Personal Data (such as names, email addresses, phone number etc.) is handled by
businesses in their daily activities and as such compliance with data
protection laws and regulations is necessary. The importance of data protection
to the life and expansion of a business is discussed in the following points:
1.
Expansion
A common reason
for establishing a business is to make profit and also expand. The goal of
expanding to other countries may be seriously impeded by non-compliance with
data protection practices. For instance, the European Union has the EU GDPR
(European Union General Data Protection Regulation) which regulates data
protection practices in Europe. Businesses in other countries who do not have
adequate data protection practices are not allowed to process or use the
Personal Data of persons resident in and covered by the EU GDPR. This
ultimately means that businesses in Nigeria who are non-compliant with the NDPR
would be unable to extend their services to Europe and other regions which
require them to have data protection practices in place and as such, through
non-compliance, their expansion is hindered. In an attempt to address this
issue, the NDPR was introduced with objectives among which is to ensure that
Nigerian businesses remain competitive in international trade through the
safeguards afforded by a just and equitable legal regulatory framework on data
protection. NITDA has done its part in this regard, it is now up to the Nigerian
businesses themselves to comply with the provisions of the NDPR.
2.
Penalties for
non-compliance:
This goes
without saying. Recently, a fintech company, Electronic Settlement Limited was
fined the sum of N5,000,000 (Five Million Naira) for Personal Data breaches
that occurred in its systems. The fine was issued after an investigative
process that involved an analysis of the company’s applications and websites, a
visit to the company’s office in Lagos, a review of its technical documents as
well as an interrogation of its officials.[2]
The NDPR provides sanctions when there
has been a breach of its provisions which includes either the greater of 1% of
a company’s preceding year’s annual gross revenue or 2 million Naira for businesses
with less than 10,000 (ten thousand) Data Subjects and the greater of 2% of its
preceding year’s annual gross revenue or 5 million Naira for businesses with
more than 10,000 (ten thousand) Data Subjects. For businesses who are
continually non-compliant with the Regulation’s requirements – for instance
non-filing of the Annual Data Protection Audit Report for each year, continuous
sanctions by the regulatory authority based on the statutory sanctions above
will have severe consequences on the finances of the business. The regulatory
body is also empowered to issue other administrative orders such as suspension
of service, ordering representatives of companies to appear before the
administrative panel, issuing a public notice to warn the public to desist from
patronizing or doing business with the affected party and also refer the matter
to appropriate professional bodies for possible sanction of its members
involved in the breach. Overtime, the result of these continued sanctions would
negatively impact the finances of a business as well as its ability to
effectively and efficiently offer its services.
3.

* * * *

• Request
Decide whether each statement below agrees with the text on data protection compliance above, answering yes or no and quoting the exact words of the text that decide it.
1. Electronic Settlement Limited was fined five million naira.
2. The investigation of the fintech company included a visit to its office in Abuja.
3. For businesses with more than 10,000 Data Subjects, the sanction is the greater of 2% of the preceding year's annual gross revenue or 5 million Naira.

[Contour labeling data]
* * * *

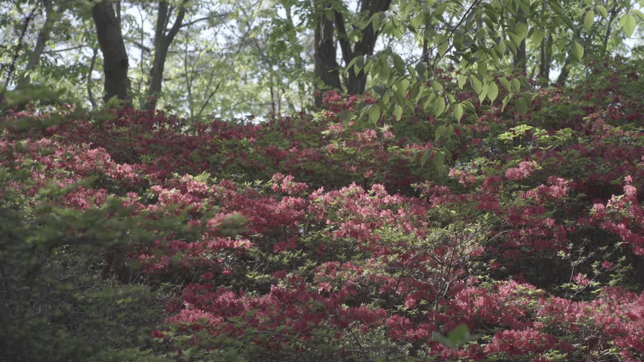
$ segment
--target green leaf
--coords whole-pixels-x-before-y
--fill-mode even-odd
[[[578,61],[581,61],[583,57],[583,46],[576,41],[573,41],[573,55]]]
[[[439,45],[439,54],[441,57],[445,55],[447,52],[447,50],[450,48],[450,41],[445,40]]]
[[[352,117],[353,116],[353,112],[342,112],[341,117],[342,117],[342,126],[346,128],[349,126],[349,122],[351,122]]]
[[[447,127],[445,127],[442,124],[436,128],[436,131],[434,132],[434,138],[435,140],[439,140],[440,137],[445,135],[445,131],[447,131]]]
[[[489,88],[489,83],[486,83],[481,88],[481,92],[478,93],[478,102],[481,104],[483,104],[483,100],[485,99],[486,95],[488,95],[488,90]]]
[[[509,92],[512,91],[512,88],[511,88],[512,86],[510,84],[510,81],[507,80],[507,78],[506,78],[505,77],[501,77],[500,78],[498,79],[498,81],[501,83],[501,85],[502,85],[506,88],[506,90],[507,90]]]
[[[355,64],[354,64],[354,71],[355,74],[360,73],[360,70],[365,66],[365,55],[360,55],[355,57]]]
[[[395,109],[393,110],[393,115],[396,117],[396,120],[400,120],[401,117],[402,117],[402,106],[400,104],[396,104]]]
[[[521,81],[514,78],[512,79],[512,88],[515,89],[515,91],[518,93],[521,91]]]
[[[434,157],[431,158],[431,160],[433,162],[434,167],[437,171],[440,171],[442,169],[443,165],[445,164],[445,153],[442,151],[434,152]]]
[[[477,94],[478,94],[481,91],[481,89],[483,88],[483,82],[478,80],[478,78],[474,75],[469,76],[469,81],[472,84],[472,89]]]
[[[498,86],[497,86],[497,83],[494,81],[489,82],[489,86],[488,88],[488,99],[489,99],[491,103],[494,103],[494,100],[497,99],[498,95]]]
[[[597,11],[600,12],[604,19],[608,18],[608,12],[606,10],[606,8],[603,7],[603,5],[597,5],[595,7],[597,8]]]
[[[516,99],[516,111],[522,116],[527,114],[527,102],[526,101],[526,99],[523,97]]]
[[[638,17],[639,18],[639,20],[641,20],[641,21],[644,21],[644,13],[642,13],[641,11],[636,10],[635,9],[633,9],[633,10],[630,10],[630,12],[632,12],[632,13],[634,14],[635,15],[638,15]]]
[[[398,54],[393,54],[393,68],[401,74],[404,73],[404,61]]]
[[[534,28],[532,32],[532,41],[535,42],[535,44],[538,45],[541,44],[541,41],[544,40],[544,37],[545,36],[545,32],[543,29]]]
[[[620,18],[620,26],[624,29],[624,33],[629,37],[635,31],[635,17],[630,14],[625,14]]]
[[[592,23],[594,23],[595,20],[595,13],[592,10],[589,10],[586,12],[586,15],[583,16],[583,26],[587,29],[590,29],[591,26],[592,26]]]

* * * *

• Final result
1. Yes: "was fined the sum of N5,000,000 (Five Million Naira)"
2. No: "a visit to the company’s office in Lagos"
3. Yes: "the greater of 2% of its preceding year’s annual gross revenue or 5 million Naira for businesses with more than 10,000 (ten thousand) Data Subjects"